WHAT TO DO
Consider the data that follows and state how many lines contain the string "uniform", using the number alone.

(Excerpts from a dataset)

((

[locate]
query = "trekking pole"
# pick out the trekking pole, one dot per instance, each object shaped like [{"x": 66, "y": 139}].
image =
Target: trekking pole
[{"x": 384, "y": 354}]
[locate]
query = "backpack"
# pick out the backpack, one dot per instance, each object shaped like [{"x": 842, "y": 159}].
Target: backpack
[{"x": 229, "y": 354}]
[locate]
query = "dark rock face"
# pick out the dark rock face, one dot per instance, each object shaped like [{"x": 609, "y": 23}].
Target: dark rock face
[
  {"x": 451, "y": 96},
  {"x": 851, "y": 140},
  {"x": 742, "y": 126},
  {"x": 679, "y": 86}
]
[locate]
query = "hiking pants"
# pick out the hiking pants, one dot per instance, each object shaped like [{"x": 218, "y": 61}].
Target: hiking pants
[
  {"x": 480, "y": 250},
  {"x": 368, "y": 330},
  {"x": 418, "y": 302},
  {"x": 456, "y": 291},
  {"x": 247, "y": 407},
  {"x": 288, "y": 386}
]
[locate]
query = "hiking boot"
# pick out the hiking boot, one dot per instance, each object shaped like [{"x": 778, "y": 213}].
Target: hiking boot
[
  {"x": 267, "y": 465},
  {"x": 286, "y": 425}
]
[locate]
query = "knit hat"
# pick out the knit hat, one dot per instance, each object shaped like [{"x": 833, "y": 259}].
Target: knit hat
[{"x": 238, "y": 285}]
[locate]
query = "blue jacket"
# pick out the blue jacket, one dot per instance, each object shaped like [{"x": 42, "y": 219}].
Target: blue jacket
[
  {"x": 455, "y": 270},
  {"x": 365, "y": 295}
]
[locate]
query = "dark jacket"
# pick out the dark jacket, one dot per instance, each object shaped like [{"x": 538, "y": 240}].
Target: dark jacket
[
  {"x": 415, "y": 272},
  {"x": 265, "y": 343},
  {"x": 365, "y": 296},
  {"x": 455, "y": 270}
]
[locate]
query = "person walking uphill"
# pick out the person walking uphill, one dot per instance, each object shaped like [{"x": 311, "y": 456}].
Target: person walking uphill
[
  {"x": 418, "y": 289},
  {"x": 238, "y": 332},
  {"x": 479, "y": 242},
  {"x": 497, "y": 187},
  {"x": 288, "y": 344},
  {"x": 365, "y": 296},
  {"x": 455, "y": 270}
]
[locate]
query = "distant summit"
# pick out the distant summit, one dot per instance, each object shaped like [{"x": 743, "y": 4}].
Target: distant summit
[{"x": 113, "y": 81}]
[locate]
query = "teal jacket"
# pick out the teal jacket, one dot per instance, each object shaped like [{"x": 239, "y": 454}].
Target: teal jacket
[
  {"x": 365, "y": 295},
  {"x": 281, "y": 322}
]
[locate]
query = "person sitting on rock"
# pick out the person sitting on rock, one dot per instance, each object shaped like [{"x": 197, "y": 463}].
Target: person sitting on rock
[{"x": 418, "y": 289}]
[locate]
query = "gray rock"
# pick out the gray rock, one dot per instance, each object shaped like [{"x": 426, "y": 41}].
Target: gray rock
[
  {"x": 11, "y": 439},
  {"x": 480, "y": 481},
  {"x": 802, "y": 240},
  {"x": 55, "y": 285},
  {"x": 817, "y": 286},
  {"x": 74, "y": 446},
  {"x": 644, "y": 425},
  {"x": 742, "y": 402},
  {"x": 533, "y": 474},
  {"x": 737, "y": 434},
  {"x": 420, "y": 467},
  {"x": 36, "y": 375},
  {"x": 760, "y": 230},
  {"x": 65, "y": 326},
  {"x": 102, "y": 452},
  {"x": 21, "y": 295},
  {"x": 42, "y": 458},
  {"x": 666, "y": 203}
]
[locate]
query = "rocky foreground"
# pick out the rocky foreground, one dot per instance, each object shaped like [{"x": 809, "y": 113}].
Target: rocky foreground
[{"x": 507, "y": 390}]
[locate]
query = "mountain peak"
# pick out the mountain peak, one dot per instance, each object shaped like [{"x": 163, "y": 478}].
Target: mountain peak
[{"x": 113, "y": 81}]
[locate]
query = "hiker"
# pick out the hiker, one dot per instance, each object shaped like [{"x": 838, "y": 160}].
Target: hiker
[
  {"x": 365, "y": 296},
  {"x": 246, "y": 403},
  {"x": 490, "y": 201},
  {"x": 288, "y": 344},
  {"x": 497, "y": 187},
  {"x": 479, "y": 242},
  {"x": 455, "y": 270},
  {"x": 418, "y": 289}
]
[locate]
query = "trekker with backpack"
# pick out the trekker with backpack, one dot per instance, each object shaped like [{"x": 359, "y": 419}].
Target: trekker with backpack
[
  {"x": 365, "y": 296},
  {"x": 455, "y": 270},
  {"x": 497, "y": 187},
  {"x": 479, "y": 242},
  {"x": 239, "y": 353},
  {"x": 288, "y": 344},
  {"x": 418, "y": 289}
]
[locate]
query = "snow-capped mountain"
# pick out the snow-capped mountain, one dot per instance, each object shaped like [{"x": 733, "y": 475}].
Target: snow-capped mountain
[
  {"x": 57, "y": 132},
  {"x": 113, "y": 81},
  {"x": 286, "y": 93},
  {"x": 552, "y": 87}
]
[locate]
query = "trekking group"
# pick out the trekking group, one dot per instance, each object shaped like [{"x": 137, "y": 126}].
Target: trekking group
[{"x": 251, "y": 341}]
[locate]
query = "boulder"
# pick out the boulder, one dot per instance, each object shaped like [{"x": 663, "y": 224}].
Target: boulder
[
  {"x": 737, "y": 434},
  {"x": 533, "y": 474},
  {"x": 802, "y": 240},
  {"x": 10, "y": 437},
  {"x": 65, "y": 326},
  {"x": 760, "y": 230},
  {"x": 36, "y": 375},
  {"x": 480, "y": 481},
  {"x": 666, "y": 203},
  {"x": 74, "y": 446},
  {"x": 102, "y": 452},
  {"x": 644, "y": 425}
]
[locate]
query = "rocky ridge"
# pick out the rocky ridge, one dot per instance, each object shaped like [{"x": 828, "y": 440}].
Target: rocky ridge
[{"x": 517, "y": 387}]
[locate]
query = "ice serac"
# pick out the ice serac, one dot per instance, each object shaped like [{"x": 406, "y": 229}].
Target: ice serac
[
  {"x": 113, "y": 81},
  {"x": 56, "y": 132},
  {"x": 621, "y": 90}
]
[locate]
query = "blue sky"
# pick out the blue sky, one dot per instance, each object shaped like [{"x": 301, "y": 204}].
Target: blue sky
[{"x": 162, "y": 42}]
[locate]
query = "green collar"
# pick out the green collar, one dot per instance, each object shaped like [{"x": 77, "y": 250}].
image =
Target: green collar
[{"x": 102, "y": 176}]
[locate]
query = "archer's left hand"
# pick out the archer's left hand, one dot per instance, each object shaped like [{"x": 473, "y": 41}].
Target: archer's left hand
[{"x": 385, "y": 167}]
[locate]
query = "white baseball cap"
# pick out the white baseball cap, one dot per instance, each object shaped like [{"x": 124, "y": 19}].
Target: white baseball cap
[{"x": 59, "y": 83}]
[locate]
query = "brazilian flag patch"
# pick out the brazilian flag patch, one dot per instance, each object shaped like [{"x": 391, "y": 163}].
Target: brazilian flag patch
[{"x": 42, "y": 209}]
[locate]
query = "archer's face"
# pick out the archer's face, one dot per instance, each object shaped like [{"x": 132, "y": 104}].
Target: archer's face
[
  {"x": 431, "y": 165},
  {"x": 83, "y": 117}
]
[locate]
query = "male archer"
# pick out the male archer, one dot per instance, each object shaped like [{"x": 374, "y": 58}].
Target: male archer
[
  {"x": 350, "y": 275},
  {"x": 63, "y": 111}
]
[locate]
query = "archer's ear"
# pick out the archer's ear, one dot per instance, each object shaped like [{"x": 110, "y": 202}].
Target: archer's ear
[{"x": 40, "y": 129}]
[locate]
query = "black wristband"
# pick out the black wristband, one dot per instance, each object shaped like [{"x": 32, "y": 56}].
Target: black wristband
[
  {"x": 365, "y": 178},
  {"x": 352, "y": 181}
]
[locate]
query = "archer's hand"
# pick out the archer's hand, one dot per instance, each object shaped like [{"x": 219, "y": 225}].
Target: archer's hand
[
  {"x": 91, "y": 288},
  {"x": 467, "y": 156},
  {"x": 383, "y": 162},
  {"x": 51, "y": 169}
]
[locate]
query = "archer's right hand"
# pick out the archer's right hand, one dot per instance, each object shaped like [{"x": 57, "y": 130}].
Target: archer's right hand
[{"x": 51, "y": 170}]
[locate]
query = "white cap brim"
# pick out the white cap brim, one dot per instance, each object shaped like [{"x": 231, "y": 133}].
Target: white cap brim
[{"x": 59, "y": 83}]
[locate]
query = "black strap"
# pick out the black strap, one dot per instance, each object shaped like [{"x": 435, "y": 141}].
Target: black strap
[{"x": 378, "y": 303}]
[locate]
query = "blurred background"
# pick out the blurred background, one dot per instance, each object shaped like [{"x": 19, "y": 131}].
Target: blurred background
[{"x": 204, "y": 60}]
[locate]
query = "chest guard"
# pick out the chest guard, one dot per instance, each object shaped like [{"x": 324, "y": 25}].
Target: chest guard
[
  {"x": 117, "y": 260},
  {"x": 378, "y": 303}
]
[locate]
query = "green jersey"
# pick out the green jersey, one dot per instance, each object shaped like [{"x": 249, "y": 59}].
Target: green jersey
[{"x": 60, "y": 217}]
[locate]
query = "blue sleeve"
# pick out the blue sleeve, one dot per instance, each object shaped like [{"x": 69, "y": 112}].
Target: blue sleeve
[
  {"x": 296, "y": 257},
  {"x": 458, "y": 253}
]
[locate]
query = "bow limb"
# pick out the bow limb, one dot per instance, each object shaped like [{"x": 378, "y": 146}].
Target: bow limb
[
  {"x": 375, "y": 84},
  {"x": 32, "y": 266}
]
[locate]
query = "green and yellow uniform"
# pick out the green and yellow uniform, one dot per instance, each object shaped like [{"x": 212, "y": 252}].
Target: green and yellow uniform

))

EXERCISE SOLUTION
3